== Segment start ==

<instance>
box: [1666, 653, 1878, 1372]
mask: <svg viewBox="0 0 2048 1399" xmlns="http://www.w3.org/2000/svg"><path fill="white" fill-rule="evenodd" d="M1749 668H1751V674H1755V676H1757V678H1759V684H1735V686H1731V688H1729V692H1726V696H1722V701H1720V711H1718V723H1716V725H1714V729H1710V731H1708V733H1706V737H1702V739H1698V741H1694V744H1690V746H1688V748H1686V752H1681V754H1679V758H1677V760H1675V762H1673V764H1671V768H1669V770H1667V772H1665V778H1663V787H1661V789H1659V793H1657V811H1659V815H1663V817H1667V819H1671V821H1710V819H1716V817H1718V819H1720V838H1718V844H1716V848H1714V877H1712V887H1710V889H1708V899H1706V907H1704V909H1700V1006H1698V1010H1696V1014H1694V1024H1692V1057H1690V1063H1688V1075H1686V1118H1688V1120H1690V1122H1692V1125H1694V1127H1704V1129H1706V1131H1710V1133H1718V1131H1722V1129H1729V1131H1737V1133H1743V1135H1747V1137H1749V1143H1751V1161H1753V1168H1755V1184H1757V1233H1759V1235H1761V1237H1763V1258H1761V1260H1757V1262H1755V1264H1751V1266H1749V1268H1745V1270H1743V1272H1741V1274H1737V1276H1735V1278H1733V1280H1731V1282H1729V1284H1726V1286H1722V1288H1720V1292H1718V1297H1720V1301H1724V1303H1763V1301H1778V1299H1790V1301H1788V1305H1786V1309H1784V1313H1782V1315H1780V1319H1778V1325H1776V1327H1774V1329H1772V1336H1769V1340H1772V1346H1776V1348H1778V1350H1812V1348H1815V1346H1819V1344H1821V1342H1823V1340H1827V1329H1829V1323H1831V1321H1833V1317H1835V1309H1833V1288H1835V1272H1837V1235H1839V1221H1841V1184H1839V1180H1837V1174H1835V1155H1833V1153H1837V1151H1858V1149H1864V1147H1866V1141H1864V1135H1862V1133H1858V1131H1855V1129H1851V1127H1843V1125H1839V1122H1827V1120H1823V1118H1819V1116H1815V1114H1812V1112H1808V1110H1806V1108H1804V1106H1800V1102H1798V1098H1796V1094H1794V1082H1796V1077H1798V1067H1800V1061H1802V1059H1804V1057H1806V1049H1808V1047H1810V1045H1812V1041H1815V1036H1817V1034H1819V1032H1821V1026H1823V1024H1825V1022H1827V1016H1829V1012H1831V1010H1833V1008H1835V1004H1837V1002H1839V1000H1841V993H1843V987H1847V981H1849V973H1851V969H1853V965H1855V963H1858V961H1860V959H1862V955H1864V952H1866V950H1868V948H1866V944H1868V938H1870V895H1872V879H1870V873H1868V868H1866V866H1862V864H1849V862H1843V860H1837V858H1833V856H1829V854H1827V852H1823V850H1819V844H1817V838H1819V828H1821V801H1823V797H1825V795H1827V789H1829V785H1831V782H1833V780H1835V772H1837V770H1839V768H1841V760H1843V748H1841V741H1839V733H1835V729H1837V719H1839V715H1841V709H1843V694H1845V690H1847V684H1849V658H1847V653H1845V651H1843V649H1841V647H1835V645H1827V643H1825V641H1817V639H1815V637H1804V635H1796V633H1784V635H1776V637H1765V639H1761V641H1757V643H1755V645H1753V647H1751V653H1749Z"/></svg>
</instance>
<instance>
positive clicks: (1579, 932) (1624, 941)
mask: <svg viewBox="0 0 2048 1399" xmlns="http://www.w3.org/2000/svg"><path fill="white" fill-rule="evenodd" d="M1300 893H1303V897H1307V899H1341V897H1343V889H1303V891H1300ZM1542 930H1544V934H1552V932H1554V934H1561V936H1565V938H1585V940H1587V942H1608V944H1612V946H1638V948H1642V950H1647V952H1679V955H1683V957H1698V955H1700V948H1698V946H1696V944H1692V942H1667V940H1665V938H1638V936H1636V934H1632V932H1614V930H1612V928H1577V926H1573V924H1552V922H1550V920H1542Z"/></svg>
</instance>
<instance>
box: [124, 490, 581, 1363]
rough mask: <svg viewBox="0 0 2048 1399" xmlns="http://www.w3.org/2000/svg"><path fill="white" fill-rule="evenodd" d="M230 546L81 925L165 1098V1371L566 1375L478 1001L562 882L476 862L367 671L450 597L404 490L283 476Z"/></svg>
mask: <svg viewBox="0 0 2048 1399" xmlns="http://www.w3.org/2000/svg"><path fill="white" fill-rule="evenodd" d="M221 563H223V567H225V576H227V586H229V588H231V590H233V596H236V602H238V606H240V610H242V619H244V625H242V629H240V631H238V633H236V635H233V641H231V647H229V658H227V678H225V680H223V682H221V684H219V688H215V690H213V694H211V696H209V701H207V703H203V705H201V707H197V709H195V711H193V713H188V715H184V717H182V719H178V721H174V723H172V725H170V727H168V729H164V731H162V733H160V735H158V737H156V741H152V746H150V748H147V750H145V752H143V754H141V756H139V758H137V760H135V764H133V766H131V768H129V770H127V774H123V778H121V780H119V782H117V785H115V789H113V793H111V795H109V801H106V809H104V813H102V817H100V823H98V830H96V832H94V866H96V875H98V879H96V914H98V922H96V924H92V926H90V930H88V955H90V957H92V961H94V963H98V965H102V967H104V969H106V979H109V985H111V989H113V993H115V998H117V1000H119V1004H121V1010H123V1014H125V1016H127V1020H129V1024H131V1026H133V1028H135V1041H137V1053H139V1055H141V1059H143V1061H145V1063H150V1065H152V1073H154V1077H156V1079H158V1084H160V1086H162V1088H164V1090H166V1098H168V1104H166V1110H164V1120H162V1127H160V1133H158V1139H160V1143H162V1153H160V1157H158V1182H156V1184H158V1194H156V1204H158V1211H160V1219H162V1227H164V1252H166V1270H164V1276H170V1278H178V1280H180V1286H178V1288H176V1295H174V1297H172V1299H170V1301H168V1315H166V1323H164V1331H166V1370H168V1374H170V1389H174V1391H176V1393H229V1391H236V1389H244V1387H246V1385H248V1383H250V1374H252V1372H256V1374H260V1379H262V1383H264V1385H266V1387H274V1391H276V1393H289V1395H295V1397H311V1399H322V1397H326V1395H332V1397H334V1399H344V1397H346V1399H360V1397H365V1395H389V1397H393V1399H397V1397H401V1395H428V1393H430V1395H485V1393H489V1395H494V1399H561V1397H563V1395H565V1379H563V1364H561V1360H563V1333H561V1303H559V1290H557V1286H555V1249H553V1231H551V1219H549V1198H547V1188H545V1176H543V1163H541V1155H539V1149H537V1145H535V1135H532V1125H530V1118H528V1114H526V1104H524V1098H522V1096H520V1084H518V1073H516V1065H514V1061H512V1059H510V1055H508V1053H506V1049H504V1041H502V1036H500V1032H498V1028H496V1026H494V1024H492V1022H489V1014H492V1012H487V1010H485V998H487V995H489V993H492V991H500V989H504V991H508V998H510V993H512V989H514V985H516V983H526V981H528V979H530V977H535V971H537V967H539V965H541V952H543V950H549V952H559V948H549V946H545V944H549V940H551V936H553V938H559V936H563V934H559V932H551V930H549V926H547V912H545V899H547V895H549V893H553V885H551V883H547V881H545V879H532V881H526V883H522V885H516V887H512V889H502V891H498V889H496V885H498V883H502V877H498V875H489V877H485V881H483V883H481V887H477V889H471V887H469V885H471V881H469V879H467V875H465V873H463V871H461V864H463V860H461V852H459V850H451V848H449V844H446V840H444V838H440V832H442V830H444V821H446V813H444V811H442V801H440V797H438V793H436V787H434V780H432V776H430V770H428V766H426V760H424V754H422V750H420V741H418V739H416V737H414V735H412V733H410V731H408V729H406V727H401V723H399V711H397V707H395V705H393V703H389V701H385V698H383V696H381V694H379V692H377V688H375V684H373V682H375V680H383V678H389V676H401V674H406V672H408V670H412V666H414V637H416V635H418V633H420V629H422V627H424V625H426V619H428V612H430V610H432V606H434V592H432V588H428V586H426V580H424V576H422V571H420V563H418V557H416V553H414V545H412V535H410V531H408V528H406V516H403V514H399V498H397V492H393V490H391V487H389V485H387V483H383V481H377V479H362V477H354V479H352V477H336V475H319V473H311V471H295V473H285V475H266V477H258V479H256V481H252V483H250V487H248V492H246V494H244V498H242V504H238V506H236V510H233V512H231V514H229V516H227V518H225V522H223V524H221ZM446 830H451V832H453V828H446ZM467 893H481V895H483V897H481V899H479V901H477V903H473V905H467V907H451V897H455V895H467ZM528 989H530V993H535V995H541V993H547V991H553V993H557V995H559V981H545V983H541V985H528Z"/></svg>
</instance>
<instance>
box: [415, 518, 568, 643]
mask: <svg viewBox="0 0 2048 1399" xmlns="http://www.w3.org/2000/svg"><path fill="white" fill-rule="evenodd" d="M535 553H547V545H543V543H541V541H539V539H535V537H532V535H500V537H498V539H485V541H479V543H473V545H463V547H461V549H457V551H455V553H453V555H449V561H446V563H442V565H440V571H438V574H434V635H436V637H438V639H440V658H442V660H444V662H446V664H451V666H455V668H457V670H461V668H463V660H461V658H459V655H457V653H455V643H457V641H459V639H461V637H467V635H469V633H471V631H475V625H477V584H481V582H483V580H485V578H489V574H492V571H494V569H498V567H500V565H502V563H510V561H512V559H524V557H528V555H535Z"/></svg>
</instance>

== Segment end ==
== Segment start ==

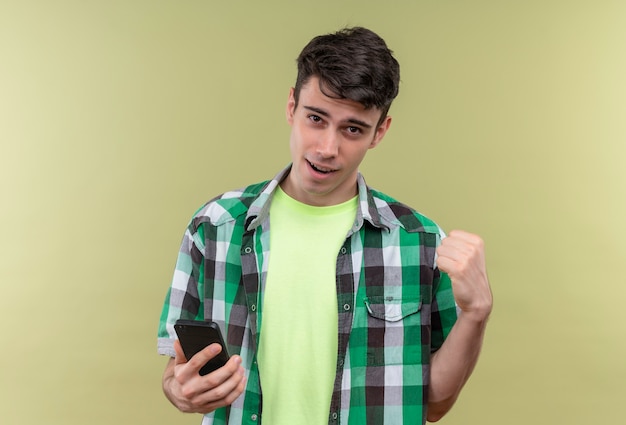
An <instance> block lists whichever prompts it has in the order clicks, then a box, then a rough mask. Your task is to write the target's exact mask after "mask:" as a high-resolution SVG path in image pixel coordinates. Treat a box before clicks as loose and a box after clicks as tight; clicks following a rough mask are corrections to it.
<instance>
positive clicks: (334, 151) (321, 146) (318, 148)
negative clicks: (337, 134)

== Segment end ==

§ WHAT TO PRODUCE
Please list every line in the listing above that contains the word "clicks", treating uppercase and lowercase as different.

§ TASK RESULT
positive clicks: (1579, 932) (1624, 941)
An <instance> block lists whichever prompts it has in the order clicks, then a box, then a rough mask. Your task is to write the target's exact mask after "mask:" as a high-resolution SVG path in image pixel coordinates. Treat a box before clicks as loose and a box after clicks as tight; clicks following a rough mask are corrections to it.
positive clicks: (334, 151) (321, 146) (318, 148)
negative clicks: (337, 134)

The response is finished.